IP/07/334
Brussels, 15 March 2007
Three new Community Reference Laboratories
will ensure reliable testing of food and animal feed
The safety and quality of food and feed are a
growing public concern and research plays an increasingly important role in this
sector to ensure consumers' confidence. The European Commission is setting up
three laboratories to support national authorities in their efforts to keep food
and feed free from dangerous substances. The three Community Reference
Laboratories for heavy metals, mycotoxins and polycyclic aromatic hydrocarbons
(PAHs) will be opened by European Commissioner for Health, Markos Kyprianou at
the Commission's Institute for Reference Materials and Measurements in Geel,
Belgium on 16 March. Heavy metals, mycotoxins and PAHs are all substances with
potentially harmful health effects that can be found in food. These laboratories
will validate testing methods, develop reference materials and measurements and
provide training and other tools to national laboratories so that food and
animal feed can be kept safe across the EU.
EU Health Commissioner Markos Kyprianou said: "A strong pan-European network
of Laboratories is essential to create a more efficient regulatory framework and
to boost public confidence in the safety of our food and feed products. So I
welcome the inauguration of these new Community Reference Laboratories, which
will provide essential scientific data and contribute to informed and
responsible policy decisions"

Referring expression data

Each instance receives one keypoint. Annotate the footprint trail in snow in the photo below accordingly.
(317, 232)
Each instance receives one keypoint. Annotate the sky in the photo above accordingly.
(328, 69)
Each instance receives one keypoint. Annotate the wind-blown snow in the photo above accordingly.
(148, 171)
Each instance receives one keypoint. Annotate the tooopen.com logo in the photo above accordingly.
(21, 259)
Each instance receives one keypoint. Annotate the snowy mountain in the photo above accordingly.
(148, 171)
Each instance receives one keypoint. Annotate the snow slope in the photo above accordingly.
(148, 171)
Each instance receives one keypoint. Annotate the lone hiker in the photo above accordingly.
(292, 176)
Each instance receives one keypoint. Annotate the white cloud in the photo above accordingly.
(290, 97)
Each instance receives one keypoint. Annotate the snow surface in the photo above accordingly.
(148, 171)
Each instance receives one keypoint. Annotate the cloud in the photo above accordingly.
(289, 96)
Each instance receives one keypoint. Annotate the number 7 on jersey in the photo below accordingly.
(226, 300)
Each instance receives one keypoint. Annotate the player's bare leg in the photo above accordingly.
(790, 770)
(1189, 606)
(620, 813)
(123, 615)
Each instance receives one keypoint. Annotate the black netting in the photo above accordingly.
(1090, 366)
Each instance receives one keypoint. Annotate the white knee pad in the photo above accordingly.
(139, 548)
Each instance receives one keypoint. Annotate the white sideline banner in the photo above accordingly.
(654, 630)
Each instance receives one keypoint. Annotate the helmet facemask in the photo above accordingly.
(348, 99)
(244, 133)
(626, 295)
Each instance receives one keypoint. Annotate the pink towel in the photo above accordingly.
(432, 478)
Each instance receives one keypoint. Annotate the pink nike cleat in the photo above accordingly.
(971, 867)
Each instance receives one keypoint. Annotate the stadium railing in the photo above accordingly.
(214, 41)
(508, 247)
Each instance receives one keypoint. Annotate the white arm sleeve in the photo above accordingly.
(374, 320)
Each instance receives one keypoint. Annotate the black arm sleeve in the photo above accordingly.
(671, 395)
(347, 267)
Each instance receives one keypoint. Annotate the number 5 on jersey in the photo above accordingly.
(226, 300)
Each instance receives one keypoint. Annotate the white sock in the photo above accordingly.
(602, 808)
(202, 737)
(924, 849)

*QUESTIONS ON THE MATERIAL:*
(a) Name the substances for which the press release says the three new Community Reference Laboratories are being set up.
(b) According to the press release, where will the three laboratories be opened?

*ANSWERS TO THE TASKS:*
(a) Heavy metals, mycotoxins, and polycyclic aromatic hydrocarbons (PAHs).

(b) They will be opened at the Commission's Institute for Reference Materials and Measurements in Geel, Belgium.